-- Start Material for the task --

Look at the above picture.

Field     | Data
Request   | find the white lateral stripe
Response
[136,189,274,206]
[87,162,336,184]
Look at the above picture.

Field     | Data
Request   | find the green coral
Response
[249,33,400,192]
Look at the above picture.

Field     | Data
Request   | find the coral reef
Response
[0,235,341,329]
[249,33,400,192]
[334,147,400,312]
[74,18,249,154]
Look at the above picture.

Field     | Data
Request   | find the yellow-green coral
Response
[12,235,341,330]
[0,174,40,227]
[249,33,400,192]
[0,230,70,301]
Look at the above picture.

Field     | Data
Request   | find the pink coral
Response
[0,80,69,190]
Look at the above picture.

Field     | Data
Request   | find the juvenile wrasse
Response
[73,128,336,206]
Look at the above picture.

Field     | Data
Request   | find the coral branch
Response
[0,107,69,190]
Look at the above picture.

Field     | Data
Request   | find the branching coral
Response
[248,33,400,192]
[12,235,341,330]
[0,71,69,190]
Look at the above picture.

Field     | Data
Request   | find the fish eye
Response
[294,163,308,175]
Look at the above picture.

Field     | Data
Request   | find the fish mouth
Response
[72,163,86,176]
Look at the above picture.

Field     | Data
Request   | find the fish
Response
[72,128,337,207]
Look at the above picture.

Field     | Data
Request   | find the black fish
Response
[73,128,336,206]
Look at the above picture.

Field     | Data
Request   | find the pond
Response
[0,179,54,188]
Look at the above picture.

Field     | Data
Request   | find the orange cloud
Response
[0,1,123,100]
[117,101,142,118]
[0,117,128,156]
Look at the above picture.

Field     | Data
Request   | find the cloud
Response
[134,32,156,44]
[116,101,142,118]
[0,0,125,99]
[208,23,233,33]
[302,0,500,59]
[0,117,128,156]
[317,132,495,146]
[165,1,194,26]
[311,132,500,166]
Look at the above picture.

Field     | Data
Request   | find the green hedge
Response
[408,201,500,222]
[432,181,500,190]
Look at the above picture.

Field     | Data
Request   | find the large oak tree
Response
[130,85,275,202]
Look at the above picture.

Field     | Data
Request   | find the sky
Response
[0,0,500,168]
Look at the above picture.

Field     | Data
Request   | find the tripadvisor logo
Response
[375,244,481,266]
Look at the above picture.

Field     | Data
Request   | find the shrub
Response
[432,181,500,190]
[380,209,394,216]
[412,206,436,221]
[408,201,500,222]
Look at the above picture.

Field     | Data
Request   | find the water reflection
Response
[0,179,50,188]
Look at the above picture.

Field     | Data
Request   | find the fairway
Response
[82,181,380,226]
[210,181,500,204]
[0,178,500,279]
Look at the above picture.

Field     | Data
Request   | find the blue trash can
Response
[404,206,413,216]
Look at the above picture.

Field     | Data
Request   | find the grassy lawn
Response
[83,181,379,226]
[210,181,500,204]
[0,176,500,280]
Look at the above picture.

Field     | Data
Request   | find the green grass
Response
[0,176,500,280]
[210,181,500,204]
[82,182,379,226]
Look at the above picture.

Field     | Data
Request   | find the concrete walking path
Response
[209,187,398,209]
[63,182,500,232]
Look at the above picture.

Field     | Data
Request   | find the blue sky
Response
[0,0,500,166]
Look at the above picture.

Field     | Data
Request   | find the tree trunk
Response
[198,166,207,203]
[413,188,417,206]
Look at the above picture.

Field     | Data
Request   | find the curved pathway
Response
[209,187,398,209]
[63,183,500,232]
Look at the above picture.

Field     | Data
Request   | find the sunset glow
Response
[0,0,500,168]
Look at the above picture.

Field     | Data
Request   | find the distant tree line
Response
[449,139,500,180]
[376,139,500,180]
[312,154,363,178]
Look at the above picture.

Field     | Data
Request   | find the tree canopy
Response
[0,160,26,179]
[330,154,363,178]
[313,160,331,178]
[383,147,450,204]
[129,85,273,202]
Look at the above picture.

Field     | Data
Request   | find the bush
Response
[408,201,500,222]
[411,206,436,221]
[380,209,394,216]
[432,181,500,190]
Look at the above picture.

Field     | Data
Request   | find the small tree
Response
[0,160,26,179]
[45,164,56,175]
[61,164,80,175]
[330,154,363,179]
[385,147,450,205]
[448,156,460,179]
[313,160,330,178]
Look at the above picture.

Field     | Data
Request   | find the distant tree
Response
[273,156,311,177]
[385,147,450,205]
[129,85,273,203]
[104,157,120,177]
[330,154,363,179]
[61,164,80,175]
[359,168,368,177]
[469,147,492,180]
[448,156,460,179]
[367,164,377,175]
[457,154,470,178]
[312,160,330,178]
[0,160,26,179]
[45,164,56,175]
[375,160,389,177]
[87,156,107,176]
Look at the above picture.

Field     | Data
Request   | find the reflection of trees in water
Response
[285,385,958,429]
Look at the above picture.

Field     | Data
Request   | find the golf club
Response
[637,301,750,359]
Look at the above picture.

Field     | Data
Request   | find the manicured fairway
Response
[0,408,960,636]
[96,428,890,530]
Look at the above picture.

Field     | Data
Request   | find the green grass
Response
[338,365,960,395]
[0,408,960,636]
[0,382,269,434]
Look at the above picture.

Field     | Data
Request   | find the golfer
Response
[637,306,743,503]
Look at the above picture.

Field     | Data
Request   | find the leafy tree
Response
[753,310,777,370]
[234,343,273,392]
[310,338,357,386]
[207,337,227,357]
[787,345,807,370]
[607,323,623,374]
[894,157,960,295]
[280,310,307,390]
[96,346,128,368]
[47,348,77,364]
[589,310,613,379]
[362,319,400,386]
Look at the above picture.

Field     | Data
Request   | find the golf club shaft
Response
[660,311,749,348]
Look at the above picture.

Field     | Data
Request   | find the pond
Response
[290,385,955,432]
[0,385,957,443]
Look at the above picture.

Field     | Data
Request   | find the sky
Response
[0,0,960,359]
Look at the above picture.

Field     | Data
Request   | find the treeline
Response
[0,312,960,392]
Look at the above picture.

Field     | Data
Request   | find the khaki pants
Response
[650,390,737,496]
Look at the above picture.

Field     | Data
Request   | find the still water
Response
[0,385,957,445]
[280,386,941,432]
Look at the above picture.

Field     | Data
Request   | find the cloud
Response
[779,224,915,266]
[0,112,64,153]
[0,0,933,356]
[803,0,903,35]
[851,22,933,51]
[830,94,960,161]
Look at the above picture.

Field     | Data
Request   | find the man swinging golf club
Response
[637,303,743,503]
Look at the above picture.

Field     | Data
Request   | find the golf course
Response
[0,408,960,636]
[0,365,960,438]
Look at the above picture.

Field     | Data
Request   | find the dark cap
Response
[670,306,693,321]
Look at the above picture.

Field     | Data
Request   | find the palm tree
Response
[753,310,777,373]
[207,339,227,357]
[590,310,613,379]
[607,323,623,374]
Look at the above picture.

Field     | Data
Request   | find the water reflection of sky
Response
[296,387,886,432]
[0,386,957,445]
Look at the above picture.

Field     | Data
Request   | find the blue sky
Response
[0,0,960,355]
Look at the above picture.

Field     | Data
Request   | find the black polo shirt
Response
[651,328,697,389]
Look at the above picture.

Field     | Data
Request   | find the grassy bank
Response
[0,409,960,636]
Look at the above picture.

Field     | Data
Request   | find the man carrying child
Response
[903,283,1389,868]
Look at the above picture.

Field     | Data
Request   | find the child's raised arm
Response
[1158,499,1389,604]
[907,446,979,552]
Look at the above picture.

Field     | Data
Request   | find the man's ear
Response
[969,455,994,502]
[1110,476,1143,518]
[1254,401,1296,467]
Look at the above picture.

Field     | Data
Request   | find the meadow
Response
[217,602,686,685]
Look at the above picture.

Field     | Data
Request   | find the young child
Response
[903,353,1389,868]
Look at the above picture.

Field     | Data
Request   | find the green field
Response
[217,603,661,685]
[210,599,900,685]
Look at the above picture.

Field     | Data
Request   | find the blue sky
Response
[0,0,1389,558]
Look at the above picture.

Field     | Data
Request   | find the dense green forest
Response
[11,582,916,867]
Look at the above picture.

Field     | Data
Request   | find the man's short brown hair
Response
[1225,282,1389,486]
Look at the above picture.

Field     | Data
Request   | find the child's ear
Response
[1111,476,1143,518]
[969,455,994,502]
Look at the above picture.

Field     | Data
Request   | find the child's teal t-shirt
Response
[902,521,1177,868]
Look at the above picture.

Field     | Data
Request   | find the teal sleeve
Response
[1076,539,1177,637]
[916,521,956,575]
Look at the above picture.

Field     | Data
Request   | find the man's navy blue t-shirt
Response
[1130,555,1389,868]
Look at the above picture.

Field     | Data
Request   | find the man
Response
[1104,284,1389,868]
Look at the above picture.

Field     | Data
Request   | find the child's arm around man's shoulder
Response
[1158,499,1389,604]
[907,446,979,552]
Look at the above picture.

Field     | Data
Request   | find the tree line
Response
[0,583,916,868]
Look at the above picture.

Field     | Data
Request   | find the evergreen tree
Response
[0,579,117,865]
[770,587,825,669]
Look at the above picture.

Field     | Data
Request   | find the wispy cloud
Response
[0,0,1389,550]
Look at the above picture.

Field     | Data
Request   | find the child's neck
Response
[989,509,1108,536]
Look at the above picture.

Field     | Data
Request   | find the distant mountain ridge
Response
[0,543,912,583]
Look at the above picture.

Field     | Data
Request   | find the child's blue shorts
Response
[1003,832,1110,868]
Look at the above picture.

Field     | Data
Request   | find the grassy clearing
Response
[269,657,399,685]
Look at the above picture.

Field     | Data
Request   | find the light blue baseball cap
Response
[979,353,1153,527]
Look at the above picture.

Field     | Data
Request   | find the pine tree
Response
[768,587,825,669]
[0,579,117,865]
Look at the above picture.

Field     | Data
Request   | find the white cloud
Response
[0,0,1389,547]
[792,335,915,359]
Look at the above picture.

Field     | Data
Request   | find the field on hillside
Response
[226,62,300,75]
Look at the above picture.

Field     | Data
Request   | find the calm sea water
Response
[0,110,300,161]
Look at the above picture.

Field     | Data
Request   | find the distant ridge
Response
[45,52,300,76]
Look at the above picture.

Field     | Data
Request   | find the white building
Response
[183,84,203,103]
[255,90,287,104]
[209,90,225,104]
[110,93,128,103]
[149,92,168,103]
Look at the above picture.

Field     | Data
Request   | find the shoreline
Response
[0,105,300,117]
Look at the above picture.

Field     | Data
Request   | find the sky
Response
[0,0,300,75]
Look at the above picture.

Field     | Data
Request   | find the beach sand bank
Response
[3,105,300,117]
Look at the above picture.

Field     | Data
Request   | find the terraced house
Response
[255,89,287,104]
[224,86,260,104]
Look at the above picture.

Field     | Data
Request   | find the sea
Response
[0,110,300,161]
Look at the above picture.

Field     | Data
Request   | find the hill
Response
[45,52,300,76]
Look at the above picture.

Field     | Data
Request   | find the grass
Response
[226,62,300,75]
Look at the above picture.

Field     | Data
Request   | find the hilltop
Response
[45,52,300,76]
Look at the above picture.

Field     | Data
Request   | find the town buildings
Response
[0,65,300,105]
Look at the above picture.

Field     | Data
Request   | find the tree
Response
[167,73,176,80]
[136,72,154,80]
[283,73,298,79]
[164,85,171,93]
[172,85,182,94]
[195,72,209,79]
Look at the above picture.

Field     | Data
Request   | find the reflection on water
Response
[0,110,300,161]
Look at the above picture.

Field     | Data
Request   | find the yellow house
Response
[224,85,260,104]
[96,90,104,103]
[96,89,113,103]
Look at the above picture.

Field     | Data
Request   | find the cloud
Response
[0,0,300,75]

-- End Material for the task --

The task. Gather every line in the entries above that contains the word "shirt", counting case, and copy each one out.

The output.
Request   | find the black polo shirt
Request   | find the child's teal t-shirt
Request   | find the man's navy blue t-shirt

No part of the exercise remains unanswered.